--- start of Quoted text ---

5. On the Respondent being a flight risk, it was submitted by Mr. Abubakar for the Respondent that when he learned of the charges, he did not flee but filed petition before the High Court. When the Court directed him to take plea in Malindi he did just that, in spite of saying that the charges were illegal.

6. The second ground is that the Respondent is likely to interfere with prosecution witnesses in particular one Dennis Ndegwa (Ndegwa), an accomplice who had recorded a confession implicating the Respondent. It is said that Ndegwa has been threatened against testifying against the Respondent by both the Respondent and his emissaries including one Caroline Wangui. On this allegation, the Respondent submitted that the Respondent has no knowledge of Dennis and has not been to Lamu this year. Further, all evidence was given in Criminal Case 233 of 2014 and there is therefore no further evidence to be adduced.

7. The Court was asked to exercise its powers under Section 364 and reverse the order granting bond to the Respondent. In the event the Court was inclined to grant bond then the Applicant urged that this be done after Ndegwa has testified. The Court was also urged to consider that the damage caused was of Kshs. 8 million. The Respondent opposed this line of submissions and argued that even persons who are accused of heinous offences such as murder and defilement are granted bond as there is no offence that is not bailable. The bond granted to the Respondent accords to the bail and bond policy and the parameters of the law. It is not illegal, incorrect or improper.

8. It was further submitted for the Respondent, that the application is bad in law as the power of the Court is confined to considering whether the decision of the trial Court was correct. The issue herein however is bail and compelling reasons and the discretion exercised by the trial Court. It was contended that this Court ought not to interfere with the discretionary powers of the trial Court unless the ruling is illegal, which it was not. The issues raised by the Applicant were canvassed before the trial Court and the Court made a correct finding. The Court found that the Respondent was never summoned by the police. The Applicant is trying to canvass an appeal before this Court. It was further argued that revision jurisdiction can only be exercised upon the conclusion of the entire proceedings.

9. I have considered the submissions by counsel as well as the authority cited.  It is necessary to determine at the outset whether the application is bad in law as argued by the Respondent; that this Court has no powers to interfere with the discretion of the trial Court to grant bail; that an application for revision may only be made after conclusion of the entire matter in the lower Court. The Constitution of Kenya, 2010 confers upon this Court supervisory jurisdiction over subordinate Courts, tribunals or any person, body or authority exercising a judicial or quasi-judicial function. Article 165 provides:

(6) The High Court has supervisory jurisdiction over the subordinate courts and over any person, body or authority exercising a judicial or quasi-judicial function, but not over a superior court.

--- end of Quoted text ---
--- start of Entries ---

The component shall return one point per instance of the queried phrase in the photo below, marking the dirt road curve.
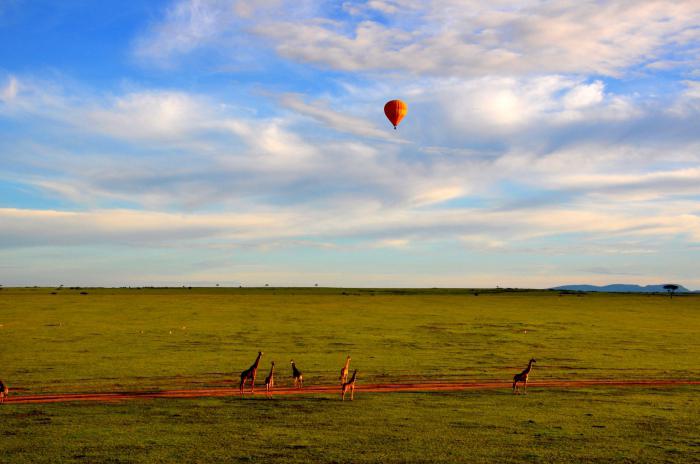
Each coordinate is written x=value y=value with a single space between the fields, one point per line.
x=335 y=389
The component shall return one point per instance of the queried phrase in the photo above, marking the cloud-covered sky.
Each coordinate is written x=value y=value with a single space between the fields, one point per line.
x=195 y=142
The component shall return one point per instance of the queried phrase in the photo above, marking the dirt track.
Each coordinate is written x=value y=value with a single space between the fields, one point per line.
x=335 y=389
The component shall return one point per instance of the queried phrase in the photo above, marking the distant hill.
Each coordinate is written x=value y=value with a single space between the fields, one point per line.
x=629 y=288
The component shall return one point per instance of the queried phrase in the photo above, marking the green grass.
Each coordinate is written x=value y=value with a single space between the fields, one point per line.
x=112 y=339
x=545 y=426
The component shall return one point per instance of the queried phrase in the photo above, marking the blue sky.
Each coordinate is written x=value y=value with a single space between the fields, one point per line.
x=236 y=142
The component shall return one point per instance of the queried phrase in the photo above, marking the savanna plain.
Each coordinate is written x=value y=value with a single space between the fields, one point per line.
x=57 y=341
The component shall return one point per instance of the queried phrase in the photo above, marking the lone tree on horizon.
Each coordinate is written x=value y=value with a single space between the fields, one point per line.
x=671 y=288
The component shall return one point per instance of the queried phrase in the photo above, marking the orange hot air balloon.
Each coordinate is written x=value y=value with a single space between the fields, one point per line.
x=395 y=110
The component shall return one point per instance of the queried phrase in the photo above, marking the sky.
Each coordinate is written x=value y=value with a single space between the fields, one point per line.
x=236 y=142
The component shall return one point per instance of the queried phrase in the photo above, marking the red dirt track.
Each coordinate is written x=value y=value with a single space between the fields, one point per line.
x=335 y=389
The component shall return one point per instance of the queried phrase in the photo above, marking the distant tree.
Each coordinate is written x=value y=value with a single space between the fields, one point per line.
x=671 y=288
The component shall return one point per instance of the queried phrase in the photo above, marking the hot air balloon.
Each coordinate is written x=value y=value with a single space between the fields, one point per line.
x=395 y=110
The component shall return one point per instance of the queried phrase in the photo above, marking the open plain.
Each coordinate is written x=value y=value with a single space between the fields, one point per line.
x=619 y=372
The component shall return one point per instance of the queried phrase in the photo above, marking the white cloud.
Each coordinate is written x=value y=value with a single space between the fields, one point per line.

--- end of Entries ---
--- start of Entries ---

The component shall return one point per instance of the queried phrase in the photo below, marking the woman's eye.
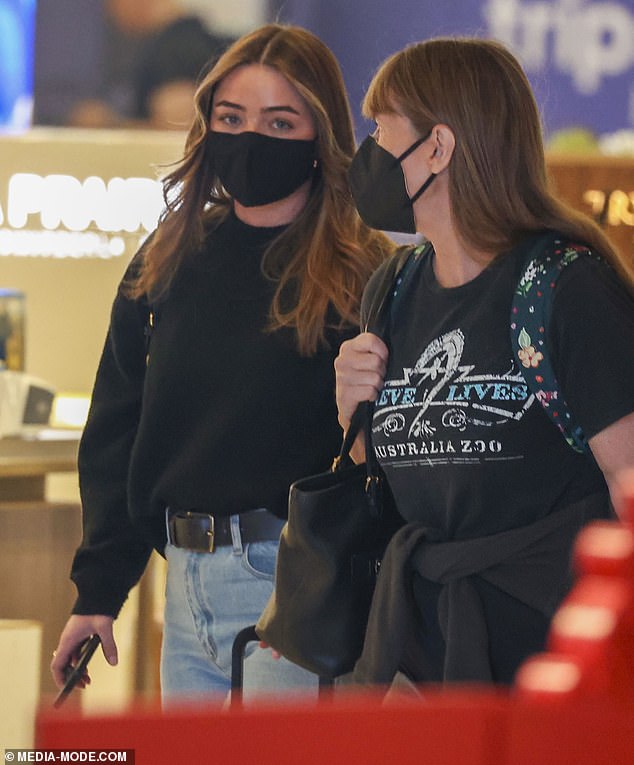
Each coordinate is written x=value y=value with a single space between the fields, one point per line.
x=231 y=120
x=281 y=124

--- end of Entries ---

= Task description =
Write what comes next in the court ruling on revising the Respondent's bond, starting after the quoted clause (6) of Article 165.

= Exercise output =
(7)  For the purposes of clause (6), the High Court may call for the record of any proceedings before any subordinate court or person, body or authority referred to in clause (6), and may make any order or give any direction it considers appropriate to ensure the fair administration of justice.

10. The High Court in exercise of its supervisory jurisdiction has the powers to call for the record of any proceedings before inter alia a subordinate Court and make any order or give any direction including upholding, altering or reversing any order it considers appropriate to ensure the fair administration of justice.

11. In criminal matters, the powers of this Court on revision are set out in Section 364 of the Criminal Procedure Code which provides:

1. In the case of a proceeding in a subordinate court the record of which has been called for or which has been reported for orders, or which otherwise comes to its knowledge, the High Court may—

a. in the case of a conviction, exercise any of the powers conferred on it as a court of appeal by sections 354, 357 and 358, and may enhance the sentence;

b. in the case of any other order other than an order of acquittal, alter or reverse the order.

c. …

12. Whereas Section 364(1)(a) relates to the power of revision after conviction, subsection (1)(b) grants to this Court power of revision in respect of any other order other than an acquittal. The argument by the Respondent that the power of revision can only be exercised by this Court after conclusion of a matter therefore holds no water. The key consideration for this Court in making any orders in exercise its supervisory powers including the powers of revision, is that the orders made shall ensure the fair administration of justice.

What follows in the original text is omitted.